BEGIN

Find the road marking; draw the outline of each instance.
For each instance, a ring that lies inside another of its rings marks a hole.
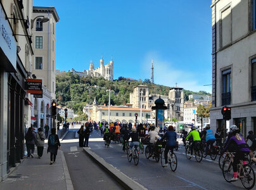
[[[182,179],[182,180],[183,180],[184,181],[186,181],[187,182],[189,182],[189,183],[191,184],[193,186],[198,186],[200,188],[202,188],[202,189],[205,189],[205,190],[207,190],[207,189],[203,188],[203,187],[200,186],[200,185],[196,184],[196,183],[194,183],[193,182],[191,182],[190,180],[187,180],[186,179],[184,179],[183,177],[181,177],[178,176],[178,175],[176,175],[176,176],[177,176],[177,177],[179,177],[179,179]]]
[[[70,147],[70,152],[77,151],[77,146],[71,146]]]

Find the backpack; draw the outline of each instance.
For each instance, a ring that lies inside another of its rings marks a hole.
[[[49,137],[49,145],[54,146],[55,145],[55,136],[50,136]]]

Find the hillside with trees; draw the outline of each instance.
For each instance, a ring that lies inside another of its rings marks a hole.
[[[150,94],[168,95],[170,87],[151,84],[149,79],[136,80],[131,78],[118,77],[109,81],[103,77],[80,77],[71,72],[61,73],[56,76],[56,98],[57,104],[73,108],[75,113],[82,113],[86,104],[91,104],[96,98],[98,104],[108,104],[108,92],[111,93],[111,104],[122,105],[129,103],[130,92],[136,86],[143,84],[149,87]],[[184,100],[188,100],[191,94],[211,96],[205,91],[195,92],[184,91]]]

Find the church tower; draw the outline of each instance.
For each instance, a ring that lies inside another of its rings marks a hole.
[[[152,60],[152,66],[151,66],[151,78],[150,82],[154,83],[154,67],[153,66],[153,60]]]

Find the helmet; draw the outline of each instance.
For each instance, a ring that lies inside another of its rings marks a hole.
[[[236,125],[232,125],[230,126],[230,132],[233,132],[234,131],[236,131],[238,130],[238,127],[236,127]]]
[[[132,132],[136,132],[136,131],[137,131],[136,128],[132,127]]]

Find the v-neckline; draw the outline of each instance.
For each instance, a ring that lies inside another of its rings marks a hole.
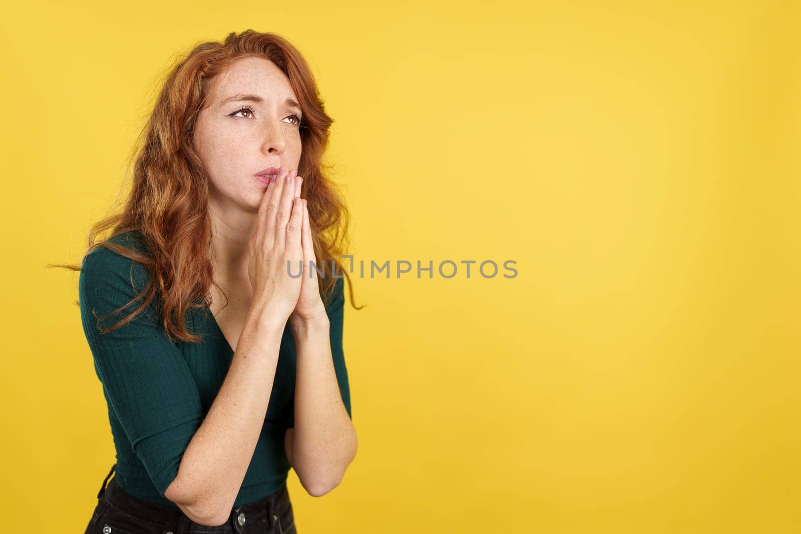
[[[208,312],[208,316],[210,318],[211,324],[214,326],[215,329],[219,334],[220,338],[225,343],[225,346],[228,348],[228,351],[231,352],[231,354],[235,352],[234,347],[231,346],[231,343],[228,341],[228,338],[225,337],[225,332],[223,332],[223,329],[219,327],[219,324],[217,323],[217,319],[215,318],[214,314],[211,313],[211,308],[207,307],[206,311]]]

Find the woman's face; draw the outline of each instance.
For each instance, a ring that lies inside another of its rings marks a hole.
[[[238,59],[212,78],[192,145],[211,179],[212,217],[229,230],[255,224],[267,189],[256,173],[297,168],[301,111],[296,102],[286,74],[263,58]]]

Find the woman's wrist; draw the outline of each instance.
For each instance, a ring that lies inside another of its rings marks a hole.
[[[289,316],[289,324],[292,326],[292,333],[297,337],[298,335],[317,331],[325,331],[328,333],[330,322],[328,321],[328,315],[325,313],[324,308],[320,313],[310,316],[300,316],[292,314]]]

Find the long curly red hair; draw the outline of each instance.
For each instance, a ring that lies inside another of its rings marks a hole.
[[[103,331],[131,321],[158,291],[167,335],[191,343],[199,340],[187,331],[185,315],[189,308],[207,307],[211,301],[211,227],[207,216],[209,178],[189,141],[198,114],[210,96],[211,78],[236,59],[248,56],[265,58],[280,68],[302,108],[303,150],[298,175],[304,177],[301,194],[308,199],[315,255],[326,265],[326,275],[318,277],[321,296],[325,302],[332,296],[337,279],[328,273],[333,264],[336,272],[348,279],[351,304],[356,309],[364,307],[354,304],[350,276],[340,261],[348,244],[348,208],[344,195],[326,176],[331,166],[322,162],[334,121],[325,112],[316,82],[300,52],[276,34],[247,30],[228,34],[223,42],[195,44],[175,62],[132,151],[133,183],[122,213],[92,225],[79,265],[48,266],[80,271],[83,259],[104,246],[148,269],[147,287],[117,311],[139,299],[142,303]],[[107,239],[95,242],[109,229],[112,231]],[[109,241],[131,231],[143,236],[145,254]]]

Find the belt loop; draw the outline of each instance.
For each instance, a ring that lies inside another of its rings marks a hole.
[[[115,470],[115,468],[116,467],[117,467],[116,464],[115,464],[114,465],[112,465],[111,466],[111,470],[110,472],[108,472],[108,475],[106,475],[106,479],[103,481],[103,485],[100,486],[100,491],[98,492],[98,499],[99,499],[100,496],[102,496],[103,494],[103,492],[106,491],[106,483],[108,482],[109,478],[111,478],[111,473],[114,472],[114,470]]]

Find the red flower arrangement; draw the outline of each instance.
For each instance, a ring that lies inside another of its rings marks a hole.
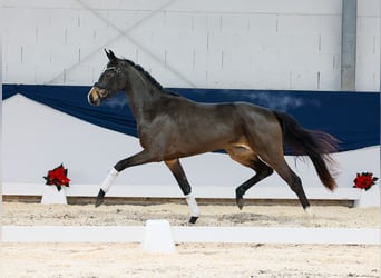
[[[63,168],[63,165],[56,167],[48,171],[47,177],[43,177],[48,186],[56,186],[57,190],[60,191],[61,187],[69,187],[70,179],[67,177],[68,169]]]
[[[372,172],[358,173],[356,178],[353,180],[354,188],[369,190],[379,178],[373,177]]]

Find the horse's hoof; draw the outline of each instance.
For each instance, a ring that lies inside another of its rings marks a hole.
[[[242,210],[244,205],[243,198],[235,199],[235,202],[237,203],[238,209]]]
[[[105,195],[106,195],[106,192],[102,189],[99,189],[99,193],[98,193],[98,197],[96,200],[96,208],[104,203]]]
[[[192,216],[189,219],[189,224],[195,224],[198,219],[198,216]]]
[[[104,203],[105,198],[97,198],[96,208]]]

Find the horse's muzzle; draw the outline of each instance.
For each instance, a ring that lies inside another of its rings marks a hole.
[[[100,105],[101,99],[100,99],[99,90],[102,90],[102,89],[99,89],[97,87],[92,87],[89,95],[87,96],[87,99],[91,106],[99,106]]]

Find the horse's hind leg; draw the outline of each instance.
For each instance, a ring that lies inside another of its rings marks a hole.
[[[169,168],[170,172],[174,175],[174,177],[177,180],[177,183],[179,185],[183,193],[185,195],[186,202],[188,203],[190,208],[190,224],[195,224],[198,216],[199,216],[199,209],[196,202],[195,197],[192,193],[190,185],[185,176],[185,172],[183,170],[183,167],[178,159],[173,160],[166,160],[164,161],[166,166]]]
[[[257,182],[273,173],[273,169],[264,163],[254,152],[245,148],[226,149],[231,158],[238,163],[252,168],[255,171],[254,177],[246,180],[235,189],[235,201],[240,209],[244,206],[243,196],[245,192],[255,186]]]
[[[281,176],[281,178],[287,182],[290,188],[296,193],[303,209],[309,212],[310,202],[306,198],[301,178],[290,168],[290,166],[284,160],[283,156],[282,159],[279,160],[277,163],[273,163],[274,170]]]

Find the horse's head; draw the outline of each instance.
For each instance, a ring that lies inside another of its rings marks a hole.
[[[113,97],[126,87],[125,75],[123,75],[121,69],[123,61],[111,50],[105,49],[105,52],[109,62],[88,95],[88,101],[92,106],[99,106],[104,99]]]

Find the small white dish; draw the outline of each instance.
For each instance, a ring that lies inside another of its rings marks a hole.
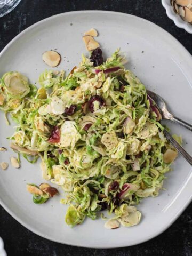
[[[42,61],[45,51],[57,49],[61,62],[54,70],[68,72],[81,61],[81,54],[88,56],[82,36],[91,28],[99,32],[97,40],[105,58],[118,47],[128,60],[126,68],[134,72],[147,87],[161,95],[170,111],[192,123],[192,58],[170,34],[140,18],[114,12],[82,11],[62,13],[42,20],[14,38],[0,53],[0,76],[17,70],[34,83],[47,68]],[[184,148],[192,154],[191,132],[166,122],[173,133],[182,136]],[[10,163],[15,154],[6,139],[13,134],[13,126],[5,124],[0,111],[0,145],[7,148],[0,154],[0,162]],[[185,142],[187,141],[188,144]],[[40,161],[39,161],[40,162]],[[21,158],[19,169],[11,164],[0,171],[0,203],[16,220],[35,233],[59,243],[89,247],[113,248],[143,242],[167,228],[186,209],[192,198],[191,167],[181,156],[167,173],[159,196],[144,199],[138,206],[142,214],[139,225],[114,230],[104,228],[101,219],[87,218],[70,228],[65,223],[68,206],[60,204],[60,195],[45,204],[33,202],[26,183],[44,181],[39,163],[31,164]],[[9,231],[8,230],[7,232]],[[10,231],[10,232],[11,232]]]
[[[172,20],[175,25],[180,28],[183,28],[187,32],[192,34],[192,25],[181,19],[179,15],[177,14],[171,4],[170,0],[162,0],[163,7],[166,10],[168,17]]]
[[[6,252],[4,249],[4,243],[3,239],[0,237],[0,256],[6,256]]]

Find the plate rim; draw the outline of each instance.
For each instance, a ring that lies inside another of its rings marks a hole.
[[[81,10],[81,11],[66,12],[63,12],[63,13],[58,14],[55,14],[52,16],[50,16],[45,19],[41,20],[35,23],[34,24],[33,24],[32,25],[30,26],[29,27],[26,28],[25,29],[24,29],[22,31],[21,31],[16,36],[15,36],[9,43],[8,43],[8,44],[3,49],[3,50],[0,52],[0,58],[1,58],[2,55],[4,54],[4,53],[7,50],[9,49],[9,47],[11,46],[14,43],[15,41],[16,41],[18,38],[21,37],[23,34],[28,32],[28,30],[30,30],[31,29],[33,29],[34,28],[37,27],[39,25],[43,24],[43,23],[46,22],[47,21],[51,20],[52,19],[54,19],[55,18],[59,17],[61,16],[65,16],[65,15],[69,15],[70,14],[75,14],[77,13],[79,13],[79,14],[80,13],[81,14],[107,13],[107,14],[110,14],[111,15],[118,14],[118,15],[124,16],[124,17],[131,17],[133,18],[136,18],[139,20],[140,20],[141,21],[145,21],[147,22],[147,23],[149,24],[150,26],[153,26],[158,28],[158,29],[160,29],[161,31],[164,33],[165,35],[166,35],[167,36],[169,37],[170,39],[173,41],[175,44],[177,43],[178,45],[178,47],[179,47],[180,49],[182,49],[182,51],[185,51],[186,54],[188,55],[188,57],[189,57],[189,58],[190,58],[192,60],[192,57],[190,53],[183,46],[183,45],[182,45],[182,44],[180,43],[180,42],[177,38],[174,37],[170,33],[169,33],[168,31],[164,29],[163,28],[162,28],[159,26],[146,19],[143,19],[142,18],[139,17],[135,15],[130,14],[128,13],[124,13],[124,12],[115,12],[115,11],[103,11],[103,10]],[[146,237],[143,239],[140,239],[139,241],[137,241],[137,242],[135,241],[135,242],[133,242],[131,244],[130,244],[129,245],[127,245],[125,244],[120,245],[119,246],[117,246],[111,245],[110,246],[109,245],[102,246],[102,247],[101,247],[100,246],[89,246],[89,245],[82,245],[80,244],[80,243],[78,243],[78,242],[75,243],[68,243],[68,242],[65,243],[63,242],[61,242],[60,241],[58,241],[57,239],[53,239],[52,238],[49,237],[48,234],[45,235],[43,233],[42,233],[41,231],[36,230],[35,228],[34,228],[33,227],[33,226],[30,226],[30,225],[28,224],[27,223],[23,221],[22,219],[21,219],[19,217],[18,217],[17,214],[15,214],[11,210],[9,209],[9,207],[7,206],[6,204],[3,202],[3,201],[2,200],[1,197],[0,197],[0,205],[7,212],[8,212],[9,214],[11,215],[11,216],[12,216],[15,220],[16,220],[22,226],[25,227],[26,228],[29,229],[30,231],[34,233],[36,235],[41,236],[44,238],[46,238],[48,240],[50,240],[51,241],[53,241],[54,242],[59,243],[62,244],[66,244],[66,245],[69,245],[76,246],[76,247],[85,247],[85,248],[95,248],[95,249],[99,249],[99,248],[100,249],[101,249],[101,248],[102,249],[113,249],[113,248],[121,248],[123,247],[128,247],[128,246],[135,245],[137,244],[140,244],[145,242],[147,242],[149,240],[150,240],[151,239],[155,238],[158,235],[161,234],[165,230],[168,229],[173,224],[173,223],[180,216],[180,215],[185,210],[185,209],[187,208],[187,207],[188,206],[188,205],[191,202],[191,201],[192,201],[192,199],[190,200],[187,200],[185,203],[185,204],[183,205],[183,207],[181,207],[180,211],[177,212],[177,214],[175,214],[174,217],[171,219],[169,225],[166,225],[165,227],[163,227],[162,229],[159,229],[158,231],[155,232],[153,235],[149,235],[148,237]]]

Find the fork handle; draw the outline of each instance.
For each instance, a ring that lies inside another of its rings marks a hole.
[[[163,133],[171,144],[180,152],[184,158],[192,166],[192,157],[188,154],[187,152],[171,136],[171,135],[164,130]]]
[[[170,120],[180,124],[180,125],[182,125],[182,126],[185,127],[186,128],[187,128],[188,129],[190,130],[190,131],[192,131],[192,125],[188,124],[186,122],[185,122],[181,119],[178,118],[173,116],[171,116]]]

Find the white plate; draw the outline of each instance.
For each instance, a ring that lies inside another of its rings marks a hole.
[[[183,28],[188,33],[192,34],[192,25],[185,21],[179,15],[175,13],[171,4],[170,0],[162,0],[162,3],[166,10],[167,15],[173,21],[175,25],[179,28]]]
[[[127,68],[139,77],[148,88],[155,90],[169,102],[175,115],[192,123],[191,57],[172,36],[156,25],[140,18],[106,11],[81,11],[54,16],[32,26],[17,36],[0,55],[1,74],[15,70],[34,83],[47,66],[42,60],[43,52],[57,49],[62,60],[58,69],[70,70],[87,54],[81,38],[84,31],[95,28],[97,39],[105,55],[117,47],[125,52]],[[144,52],[142,52],[143,51]],[[64,57],[66,57],[65,58]],[[69,62],[68,62],[69,61]],[[9,148],[6,138],[13,128],[5,125],[1,113],[0,145]],[[173,132],[183,136],[183,146],[192,154],[190,132],[169,123]],[[185,143],[188,142],[188,145]],[[9,161],[14,154],[9,150],[0,154],[1,161]],[[22,159],[22,167],[0,172],[2,205],[26,228],[40,236],[65,244],[90,247],[115,247],[132,245],[158,235],[178,218],[192,196],[191,168],[179,156],[157,198],[144,199],[139,206],[141,223],[131,228],[111,230],[104,228],[101,219],[87,219],[73,229],[65,223],[67,206],[55,196],[43,205],[32,202],[26,184],[43,181],[38,164]]]

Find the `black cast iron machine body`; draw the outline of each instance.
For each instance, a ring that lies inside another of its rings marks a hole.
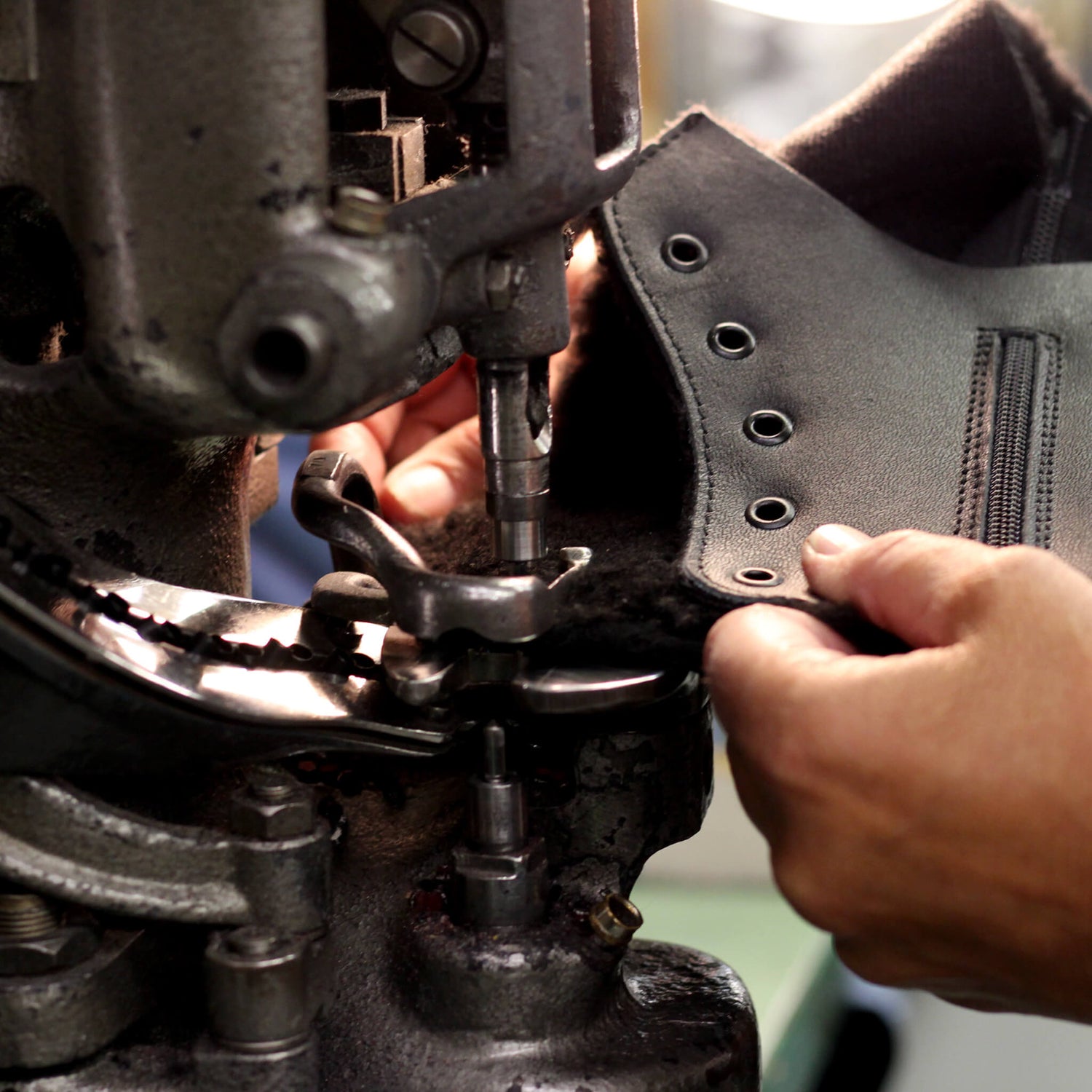
[[[630,940],[697,678],[534,651],[590,561],[545,361],[632,5],[12,0],[0,134],[0,1083],[756,1089],[731,970]],[[510,571],[434,571],[325,451],[337,571],[247,597],[275,436],[463,352]]]

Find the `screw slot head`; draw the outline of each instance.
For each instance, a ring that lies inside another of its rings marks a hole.
[[[709,248],[692,235],[669,235],[660,253],[676,273],[697,273],[709,261]]]
[[[752,443],[775,448],[793,435],[794,427],[780,410],[756,410],[744,422],[744,435]]]
[[[747,522],[760,531],[787,527],[796,519],[796,506],[784,497],[760,497],[747,506]]]
[[[758,347],[755,335],[738,322],[717,322],[709,331],[709,347],[727,360],[741,360]]]
[[[395,15],[388,51],[406,83],[448,92],[465,83],[477,68],[482,35],[461,7],[432,0]]]

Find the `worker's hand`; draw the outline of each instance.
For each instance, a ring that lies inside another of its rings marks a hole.
[[[573,340],[550,359],[550,393],[577,366],[575,333],[583,327],[591,290],[595,245],[585,235],[569,264],[569,308]],[[333,448],[355,455],[379,495],[383,514],[395,523],[447,515],[485,492],[478,439],[474,360],[462,357],[412,397],[363,422],[320,432],[311,450]]]
[[[714,627],[705,670],[778,883],[858,974],[1092,1020],[1092,582],[1044,550],[820,527],[796,610]]]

END

■ **Required task**
Which lines of the records above contain the word "woman"? Show each such line in full.

■ **Reply**
Find the woman's face; draw the outline of each instance.
Find the woman's wrist; draw the outline of each instance.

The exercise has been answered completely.